Text provided:
==============================
Peter David Trego (born 12 June 1981) is a former English cricketer who played primarily for Somerset. He is a right-handed batsman and right-arm medium pace bowler. He is a big hitting all-rounder who is capable of taking a one-day match away from opposing teams in the latter stages.

Career

Born June 1981 in Weston-super-Mare, Somerset, Trego made his first-class debut for Somerset in April 2000 against Oxford Universities. He took two wickets in the match, but was not required to bat. His first appearance in county cricket came two months later, playing a Norwich Union National League game against Sussex. One of the highlights of Trego's debut season came in the Scarborough Festival County Championship match against Yorkshire, where he made an unbeaten 27 batting in Somerset's first innings, followed by bowling figures of 4/84 in Yorkshire's first innings.

Towards the end of the 2000 season, Trego was selected as part of the England under-19 cricket team to play the touring Sri Lanka national under-19 cricket team. He appeared in all three One Day Internationals (ODIs), scoring a half century and taking four wickets as he did so. He also played in the first Test, scoring 90, and taking 1/48 in the match.

He is the leading runscorer in Hong Kong Sixes cricket (184 runs). He also has the record for the highest individual score in Hong Kong Sixes(65*).

In July 2019, he was selected to play for the Rotterdam Rhinos in the inaugural edition of the Euro T20 Slam cricket tournament. However, the following month the tournament was cancelled.

Trego was released by Somerset at the end of the 2019 season and signed for Nottinghamshire on a two-year contract.

He announced his retirement with immediate effect from cricket in September 2021.
==============================
Extend the Peter Trego biography above, picking up after its final sentence.

Data block:
==============================
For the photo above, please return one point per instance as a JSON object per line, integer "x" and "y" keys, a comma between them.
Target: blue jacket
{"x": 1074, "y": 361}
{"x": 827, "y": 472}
==============================
Output of the task:
Football career
Trego also plays football as a goalkeeper to a reasonable level. During the 2004–05 season, he played for Margate, and became only the third goalkeeper in the club's history to score when he found the net from a free kick within his own half. He has also played for Weston-super-Mare, Clevedon Town and Chippenham Town for whom he also scored while in goal in similar fashion to his previous one. In March 2015, he joined Bath City on non-contract forms.

Television career
In March 2016 it was announced that Trego would join the new television channel Insight TV as a presenter and narrator, after he retires from playing cricket.

Trego has also presented on RobinsTV occasionally for Bristol City.

Personal life

Peter went to Wyvern Comprehensive School, now Hans Price Academy, in Weston-super-Mare.

He is married to Claire Trego, with whom he has three children.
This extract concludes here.